(Records taken from a collection)
____

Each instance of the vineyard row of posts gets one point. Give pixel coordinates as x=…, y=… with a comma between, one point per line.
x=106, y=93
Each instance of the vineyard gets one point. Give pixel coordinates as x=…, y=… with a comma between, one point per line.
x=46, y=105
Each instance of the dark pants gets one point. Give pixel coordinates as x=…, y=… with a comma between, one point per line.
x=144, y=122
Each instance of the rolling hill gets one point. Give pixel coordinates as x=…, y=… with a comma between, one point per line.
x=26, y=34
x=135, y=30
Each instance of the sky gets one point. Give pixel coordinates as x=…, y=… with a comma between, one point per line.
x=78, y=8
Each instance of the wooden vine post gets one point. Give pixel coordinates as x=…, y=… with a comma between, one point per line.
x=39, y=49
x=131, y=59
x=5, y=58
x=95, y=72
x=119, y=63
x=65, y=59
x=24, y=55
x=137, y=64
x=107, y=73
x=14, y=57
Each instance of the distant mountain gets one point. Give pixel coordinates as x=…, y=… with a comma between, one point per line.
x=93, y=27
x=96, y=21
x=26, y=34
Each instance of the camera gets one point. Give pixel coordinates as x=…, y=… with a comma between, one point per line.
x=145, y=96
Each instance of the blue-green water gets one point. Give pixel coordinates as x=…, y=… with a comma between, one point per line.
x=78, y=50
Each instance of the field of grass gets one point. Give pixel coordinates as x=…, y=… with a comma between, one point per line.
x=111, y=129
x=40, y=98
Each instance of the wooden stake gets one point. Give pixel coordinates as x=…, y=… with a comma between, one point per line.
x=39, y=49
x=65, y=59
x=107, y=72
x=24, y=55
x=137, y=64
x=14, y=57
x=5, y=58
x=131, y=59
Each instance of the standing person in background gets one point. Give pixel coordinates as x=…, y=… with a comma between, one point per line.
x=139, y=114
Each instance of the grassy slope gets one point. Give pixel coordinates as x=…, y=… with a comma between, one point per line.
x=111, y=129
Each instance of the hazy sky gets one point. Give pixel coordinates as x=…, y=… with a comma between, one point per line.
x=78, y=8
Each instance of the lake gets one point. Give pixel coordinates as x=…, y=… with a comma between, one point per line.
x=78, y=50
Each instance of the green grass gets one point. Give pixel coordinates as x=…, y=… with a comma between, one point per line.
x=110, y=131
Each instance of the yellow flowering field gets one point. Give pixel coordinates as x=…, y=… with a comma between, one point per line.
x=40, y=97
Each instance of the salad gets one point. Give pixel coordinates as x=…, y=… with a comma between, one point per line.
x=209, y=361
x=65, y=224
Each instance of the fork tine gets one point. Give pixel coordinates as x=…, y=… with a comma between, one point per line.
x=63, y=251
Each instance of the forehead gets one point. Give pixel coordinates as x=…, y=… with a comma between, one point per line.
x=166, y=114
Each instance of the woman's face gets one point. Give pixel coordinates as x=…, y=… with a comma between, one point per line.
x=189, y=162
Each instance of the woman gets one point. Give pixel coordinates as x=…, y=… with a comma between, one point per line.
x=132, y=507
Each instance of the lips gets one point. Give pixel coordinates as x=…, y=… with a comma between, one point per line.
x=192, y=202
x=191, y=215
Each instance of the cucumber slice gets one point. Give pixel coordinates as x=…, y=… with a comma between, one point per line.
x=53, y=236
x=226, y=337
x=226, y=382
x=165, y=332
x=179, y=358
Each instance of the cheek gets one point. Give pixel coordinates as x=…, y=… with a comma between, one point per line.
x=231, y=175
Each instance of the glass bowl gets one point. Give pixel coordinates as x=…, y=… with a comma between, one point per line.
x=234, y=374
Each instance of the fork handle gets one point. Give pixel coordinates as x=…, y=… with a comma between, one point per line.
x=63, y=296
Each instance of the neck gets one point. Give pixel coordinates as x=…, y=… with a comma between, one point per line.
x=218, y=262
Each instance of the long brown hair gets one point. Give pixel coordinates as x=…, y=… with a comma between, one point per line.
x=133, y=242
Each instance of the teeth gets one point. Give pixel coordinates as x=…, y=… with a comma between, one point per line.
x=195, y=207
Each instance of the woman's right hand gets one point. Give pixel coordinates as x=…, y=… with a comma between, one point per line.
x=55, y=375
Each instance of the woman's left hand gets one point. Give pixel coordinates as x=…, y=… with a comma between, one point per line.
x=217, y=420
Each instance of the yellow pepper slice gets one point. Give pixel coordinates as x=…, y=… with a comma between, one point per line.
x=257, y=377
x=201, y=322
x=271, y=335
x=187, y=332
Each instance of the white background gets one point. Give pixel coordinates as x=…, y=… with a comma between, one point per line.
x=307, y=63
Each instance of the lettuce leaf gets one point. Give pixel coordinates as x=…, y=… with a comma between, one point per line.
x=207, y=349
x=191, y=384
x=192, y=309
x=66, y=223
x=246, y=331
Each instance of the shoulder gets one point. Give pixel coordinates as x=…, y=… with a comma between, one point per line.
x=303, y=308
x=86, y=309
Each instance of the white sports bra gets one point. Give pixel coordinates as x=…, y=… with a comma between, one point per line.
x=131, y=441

____

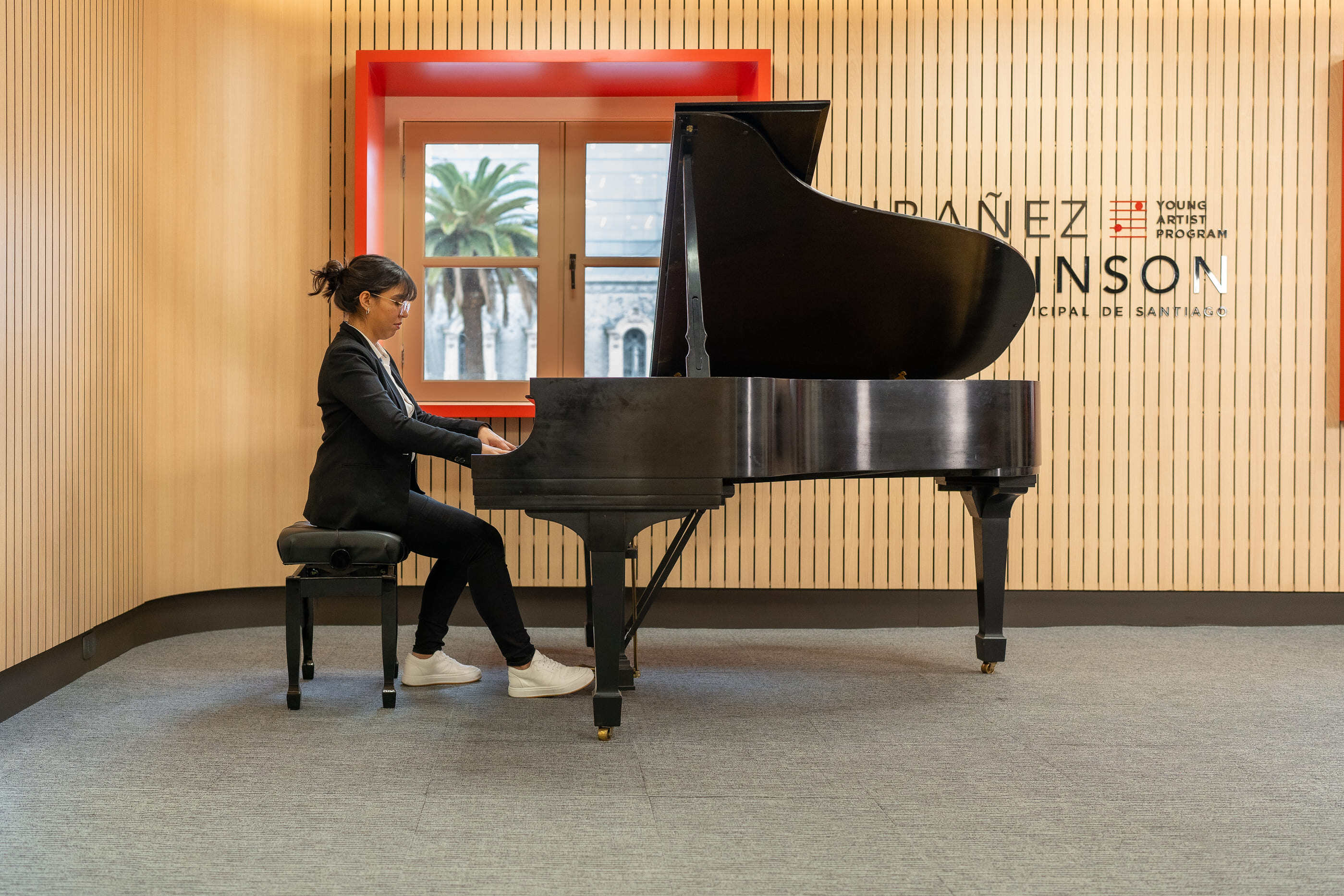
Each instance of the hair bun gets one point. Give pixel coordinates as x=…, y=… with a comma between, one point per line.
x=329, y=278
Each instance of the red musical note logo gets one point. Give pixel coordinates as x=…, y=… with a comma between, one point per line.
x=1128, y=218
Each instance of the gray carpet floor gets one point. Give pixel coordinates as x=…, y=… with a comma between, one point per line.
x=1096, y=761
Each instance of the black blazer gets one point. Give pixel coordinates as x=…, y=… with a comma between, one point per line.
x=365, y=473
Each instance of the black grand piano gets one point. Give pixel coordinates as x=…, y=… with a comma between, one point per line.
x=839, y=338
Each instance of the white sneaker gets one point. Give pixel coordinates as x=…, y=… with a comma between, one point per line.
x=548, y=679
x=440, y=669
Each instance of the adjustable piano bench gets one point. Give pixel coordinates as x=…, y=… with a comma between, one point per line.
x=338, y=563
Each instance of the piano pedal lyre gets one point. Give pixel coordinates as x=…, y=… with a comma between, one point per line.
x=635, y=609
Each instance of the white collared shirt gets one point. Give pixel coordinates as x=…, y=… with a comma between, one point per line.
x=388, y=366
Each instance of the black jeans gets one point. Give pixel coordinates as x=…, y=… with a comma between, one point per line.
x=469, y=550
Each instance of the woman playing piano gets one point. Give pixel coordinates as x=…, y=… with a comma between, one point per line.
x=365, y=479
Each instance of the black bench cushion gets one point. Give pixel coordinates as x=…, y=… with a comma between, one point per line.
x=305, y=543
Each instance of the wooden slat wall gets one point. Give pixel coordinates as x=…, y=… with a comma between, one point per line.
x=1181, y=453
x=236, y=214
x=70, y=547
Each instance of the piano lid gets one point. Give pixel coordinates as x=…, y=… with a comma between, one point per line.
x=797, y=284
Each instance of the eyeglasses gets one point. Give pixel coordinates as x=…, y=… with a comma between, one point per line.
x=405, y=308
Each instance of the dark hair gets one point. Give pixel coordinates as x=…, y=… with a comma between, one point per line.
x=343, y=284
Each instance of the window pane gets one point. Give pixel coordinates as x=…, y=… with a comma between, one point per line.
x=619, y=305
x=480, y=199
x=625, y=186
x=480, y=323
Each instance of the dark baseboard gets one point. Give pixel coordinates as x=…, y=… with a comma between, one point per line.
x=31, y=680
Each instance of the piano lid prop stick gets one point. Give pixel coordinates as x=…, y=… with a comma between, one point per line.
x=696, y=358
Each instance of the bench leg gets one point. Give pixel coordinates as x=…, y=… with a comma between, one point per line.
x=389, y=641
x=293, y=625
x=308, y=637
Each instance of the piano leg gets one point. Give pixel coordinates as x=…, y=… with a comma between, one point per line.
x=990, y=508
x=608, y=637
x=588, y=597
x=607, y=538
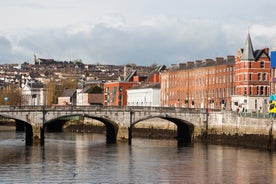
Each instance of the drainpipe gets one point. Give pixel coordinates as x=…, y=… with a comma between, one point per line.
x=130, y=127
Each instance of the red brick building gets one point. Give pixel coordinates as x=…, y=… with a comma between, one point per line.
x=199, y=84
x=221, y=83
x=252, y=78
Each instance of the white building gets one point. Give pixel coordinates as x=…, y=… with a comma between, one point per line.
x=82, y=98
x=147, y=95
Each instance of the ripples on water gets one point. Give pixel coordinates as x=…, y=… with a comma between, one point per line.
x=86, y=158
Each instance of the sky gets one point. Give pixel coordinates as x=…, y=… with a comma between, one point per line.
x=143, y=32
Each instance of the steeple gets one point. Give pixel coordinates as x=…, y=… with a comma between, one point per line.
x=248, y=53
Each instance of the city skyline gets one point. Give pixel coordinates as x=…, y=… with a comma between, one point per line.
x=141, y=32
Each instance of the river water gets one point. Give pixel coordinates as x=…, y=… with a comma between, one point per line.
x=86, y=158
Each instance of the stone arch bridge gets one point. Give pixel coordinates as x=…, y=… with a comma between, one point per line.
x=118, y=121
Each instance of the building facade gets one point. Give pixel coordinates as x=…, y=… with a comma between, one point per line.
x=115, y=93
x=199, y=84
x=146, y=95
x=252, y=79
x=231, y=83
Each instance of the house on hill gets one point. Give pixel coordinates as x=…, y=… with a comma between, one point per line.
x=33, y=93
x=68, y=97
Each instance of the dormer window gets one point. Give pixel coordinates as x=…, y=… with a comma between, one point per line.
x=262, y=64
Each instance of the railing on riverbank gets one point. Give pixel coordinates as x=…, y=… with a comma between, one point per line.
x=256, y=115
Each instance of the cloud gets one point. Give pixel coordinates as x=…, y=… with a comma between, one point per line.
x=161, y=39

____

Task brief:
Rewrite the lines from the one containing "Each instance of the yellow flowering" through the one containing "x=189, y=162", inclusive, with "salad" renamed to "green salad" and nothing else altered.

Solution:
Each instance of the yellow flowering field gets one point. Give pixel coordinates as x=…, y=… with a comma between, one point per line.
x=40, y=97
Each instance of the green salad gets one point. Give pixel coordinates as x=…, y=… with a comma between, one point per line.
x=209, y=361
x=65, y=224
Each instance of the fork tine gets one point. Give pixel coordinates as x=…, y=… with a comma between, one point per line.
x=63, y=251
Each instance of the forehead gets one point. Give pixel coordinates as x=…, y=… with a comma between, one point per line.
x=166, y=114
Each instance of the woman's face gets one point. Give pixel coordinates as x=…, y=… with a comma between, one point per line.
x=189, y=162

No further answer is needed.